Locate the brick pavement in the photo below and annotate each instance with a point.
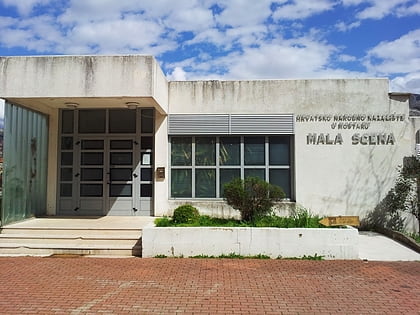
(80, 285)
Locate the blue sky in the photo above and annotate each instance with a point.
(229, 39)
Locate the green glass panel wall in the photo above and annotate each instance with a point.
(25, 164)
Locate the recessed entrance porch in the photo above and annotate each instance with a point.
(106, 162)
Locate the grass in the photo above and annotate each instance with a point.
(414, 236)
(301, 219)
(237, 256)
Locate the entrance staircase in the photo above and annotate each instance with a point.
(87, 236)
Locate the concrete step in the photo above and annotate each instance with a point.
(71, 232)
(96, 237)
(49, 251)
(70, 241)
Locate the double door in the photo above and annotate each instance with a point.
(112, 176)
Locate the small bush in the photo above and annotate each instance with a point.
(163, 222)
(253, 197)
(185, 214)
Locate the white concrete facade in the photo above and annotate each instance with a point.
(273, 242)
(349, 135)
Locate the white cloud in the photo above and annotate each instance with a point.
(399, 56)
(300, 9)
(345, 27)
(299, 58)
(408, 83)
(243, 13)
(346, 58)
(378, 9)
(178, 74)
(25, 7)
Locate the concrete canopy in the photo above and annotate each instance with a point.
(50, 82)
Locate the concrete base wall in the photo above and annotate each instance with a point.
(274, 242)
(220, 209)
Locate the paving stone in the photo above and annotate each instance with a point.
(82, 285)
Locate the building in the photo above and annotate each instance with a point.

### Assignment
Starting at the line that contains "Locate the recessed", copy each line exactly through the end of the listing above. Include that first line and the last one, and add nothing.

### Answer box
Locate the recessed entrance porch in the photo above and annotate each instance with a point.
(106, 162)
Locate the grass in the photo above and annotate each instance with a point.
(414, 236)
(301, 219)
(237, 256)
Locate the entrance staircase in the photo above and annotate each instance with a point.
(87, 236)
Locate the concrete step in the photo above and annotate each instance with a point.
(71, 232)
(96, 237)
(49, 251)
(70, 241)
Locate the double door in the photo above and annotate each instance with a point.
(112, 176)
Locate the small bush in the photo above and annotate each instance with a point.
(163, 222)
(253, 197)
(185, 214)
Locate the white concrete facade in the photo above and annotate each instance with a point.
(273, 242)
(349, 135)
Locate the white cloud in the photo above and annotate each instance with a point.
(399, 56)
(300, 9)
(345, 27)
(299, 58)
(408, 83)
(243, 13)
(346, 58)
(378, 9)
(178, 74)
(25, 7)
Locate the concrete canopy in the photo above and annotate each instance with a point.
(50, 82)
Locate the concrete base wall in the photo above and annotate each instance with a point.
(274, 242)
(220, 209)
Locate the paving stone in the photo above and annotate each instance with a point.
(82, 285)
Locate the building in the photo above and annotate each instance with a point.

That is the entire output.